» Written tasks:
1. In the footy literature piece, what kind of course does Dr Brian D. Ruger teach, and in which country?
2. Print a portion of the footy literature piece word for word. Begin at the words "It resulted in" and stop after the words "over old favourites.".

» Document excerpt:
......

Almanac Footy Literature: Ten Memorable Passages
This week, the call went out on The Footy Almanac:
“Ben Fenton-Smith’s mate Dr Brian D. Ruger teaches a sports literature course in Japan. He is keen to include a reading on Australian football and is looking for suggestions.”
It resulted in me slowly but surely gaining entry into the Footy Wing of the Sports Literature section of my brain. It took some time, as while I often add to the collection that resides in this particular corner, I rarely have cause to recall, revisit, and reminisce over old favourites.
Thanks to the vagaries of memory, I found that it wasn’t whole stories that came to mind, but rather it was shorter passages that were eminently memorable. As such, I offer a collection of ten of these passages here. Of course, this is not really a list curated for Dr Ruger of The Best or Most Literary writing on this sport of ours. Rather, it is best considered as an exhibition, curated for my fellow sports writing devotees, of what one brain has catalogued as ten memorable passages about footy.
Gary Smith, ‘Aussies Rule’, Sports Illustrated
Lovely madness interrupted by dizzying lunacy: boundary umps responding to out-of-bounds balls by turning their backs to the players and blindly flinging the ball as high and far as they could, while the crowd went “Woooof!” and ruckmen and rovers trampolined in pursuit; stern white-coated and white-hatted goal umps looking like men who had come to drag someone back to the asylum, signaling scores with a stern six-shooter bang-bang of their index fingers followed by a snapping semaphore of white flags; a dozen white-suited water-bearing trainers and neon-green-clad message runners sprinting onto the field whenever a player plucked a punt from the air inside the 50-meter line to record a “mark” and earn an unimpeded kick on goal, all of it timed by a field clock regularly at five to 10 minutes’ variance with the scoreboard clock, causing the hooter, as the quarter- and game-ending siren is endearingly called, to startle everyone no matter when it honked. “Don’t tell me that’s not great football,” Nash kept wheeling toward me and erupting, spewing spittle and beer on the poor sap in front of us, and dang if I could gather my wits to reply.
Sinead Halliday, as quoted by Martin Flanagan, ‘The Bond of Footy and Family’, The Age
Kick-to-kick is a good place to talk, or to not talk … When having a kick, you could speak about worries or wonders and share stories you ordinarily would not. There is something about the movement and the doing and being outside – the wind can whisk the words away, the sun can heal and the rain can cleanse. There is a freedom.
Bob Murphy, ‘Cyril on song one of the game’s sweet spots’, The Age
One of the temptations of playing this game also happens to be the thing that torments its competitors. Every game of football is different.
When the umpire lifts the ball high into the air and the siren sounds to commence play, every player on the field begins the search. No matter what happened last week, everyone starts again. I describe it like a radio frequency: every week that frequency changes and it is this exquisite conundrum that wraps itself around the players’ minds and hearts. The question – can I tune into this game of footy?

......

» Information supplied:
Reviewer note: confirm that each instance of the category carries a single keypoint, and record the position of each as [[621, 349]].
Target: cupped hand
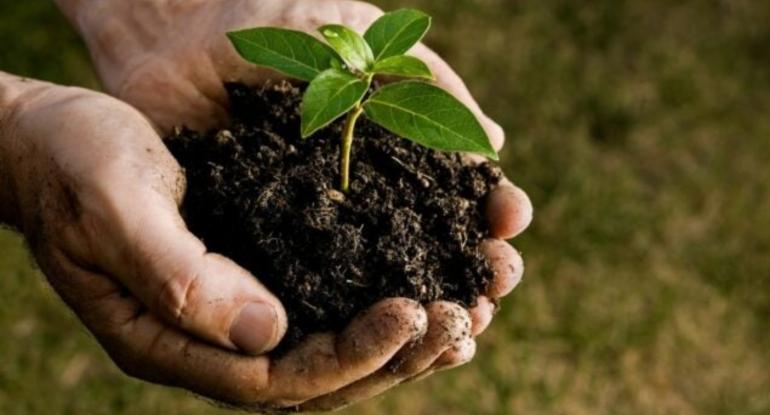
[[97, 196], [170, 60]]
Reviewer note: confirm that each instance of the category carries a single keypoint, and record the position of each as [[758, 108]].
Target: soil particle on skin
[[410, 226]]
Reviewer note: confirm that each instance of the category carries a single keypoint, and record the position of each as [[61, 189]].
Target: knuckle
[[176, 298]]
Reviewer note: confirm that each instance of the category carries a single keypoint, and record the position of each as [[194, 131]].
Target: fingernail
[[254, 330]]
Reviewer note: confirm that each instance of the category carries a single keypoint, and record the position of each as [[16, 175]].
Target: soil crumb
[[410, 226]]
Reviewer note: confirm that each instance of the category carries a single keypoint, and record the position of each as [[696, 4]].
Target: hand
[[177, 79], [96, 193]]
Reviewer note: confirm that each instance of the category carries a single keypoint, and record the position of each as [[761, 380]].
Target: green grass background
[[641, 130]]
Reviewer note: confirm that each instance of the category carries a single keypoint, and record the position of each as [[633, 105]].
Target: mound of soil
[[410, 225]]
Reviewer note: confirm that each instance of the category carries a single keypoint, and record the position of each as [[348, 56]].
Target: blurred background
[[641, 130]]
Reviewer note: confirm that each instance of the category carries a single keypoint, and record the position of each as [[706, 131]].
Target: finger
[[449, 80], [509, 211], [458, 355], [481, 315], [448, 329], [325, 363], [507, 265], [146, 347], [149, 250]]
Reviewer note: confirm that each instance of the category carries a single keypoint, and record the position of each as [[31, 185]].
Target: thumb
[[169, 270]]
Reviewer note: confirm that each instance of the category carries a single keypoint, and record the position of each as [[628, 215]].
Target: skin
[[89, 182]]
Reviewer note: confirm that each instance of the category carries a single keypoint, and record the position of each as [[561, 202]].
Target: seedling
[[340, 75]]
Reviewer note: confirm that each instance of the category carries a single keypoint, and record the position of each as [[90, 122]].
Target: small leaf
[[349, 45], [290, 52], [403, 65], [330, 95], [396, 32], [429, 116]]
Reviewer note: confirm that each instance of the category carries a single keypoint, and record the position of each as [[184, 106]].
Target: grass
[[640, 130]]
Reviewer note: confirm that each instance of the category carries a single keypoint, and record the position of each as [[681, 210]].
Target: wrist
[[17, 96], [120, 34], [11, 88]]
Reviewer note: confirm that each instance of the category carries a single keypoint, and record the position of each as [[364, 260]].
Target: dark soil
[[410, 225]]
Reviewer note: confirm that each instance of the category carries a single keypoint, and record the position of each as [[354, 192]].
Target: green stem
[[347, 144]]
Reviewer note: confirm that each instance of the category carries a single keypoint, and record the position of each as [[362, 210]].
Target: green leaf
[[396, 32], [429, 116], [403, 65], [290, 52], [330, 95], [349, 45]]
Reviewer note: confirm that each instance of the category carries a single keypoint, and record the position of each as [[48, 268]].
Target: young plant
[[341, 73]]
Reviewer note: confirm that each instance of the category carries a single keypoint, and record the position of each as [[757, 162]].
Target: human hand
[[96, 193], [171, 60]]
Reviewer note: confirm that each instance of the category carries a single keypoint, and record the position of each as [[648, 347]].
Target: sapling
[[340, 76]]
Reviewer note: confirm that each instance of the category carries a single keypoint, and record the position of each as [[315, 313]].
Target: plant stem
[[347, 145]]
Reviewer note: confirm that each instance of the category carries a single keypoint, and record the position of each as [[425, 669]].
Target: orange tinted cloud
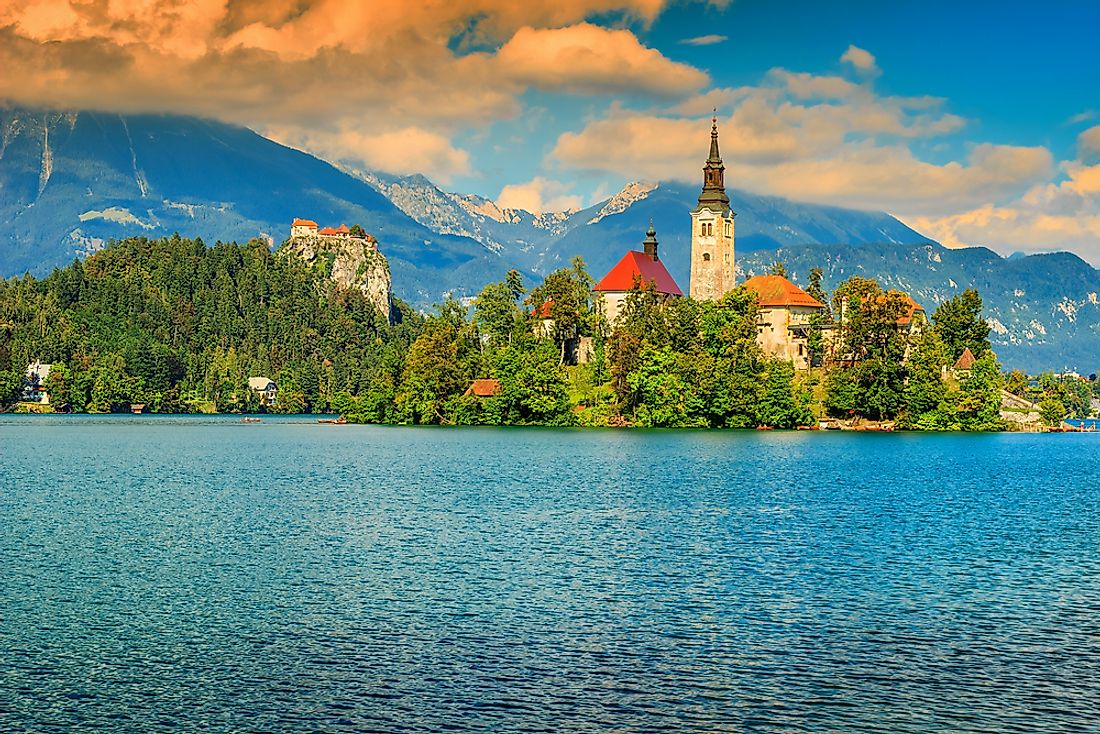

......

» Results for each task:
1. He teaches a sports literature course in Japan.

2.
It resulted in me slowly but surely gaining entry into the Footy Wing of the Sports Literature section of my brain. It took some time, as while I often add to the collection that resides in this particular corner, I rarely have cause to recall, revisit, and reminisce over old favourites.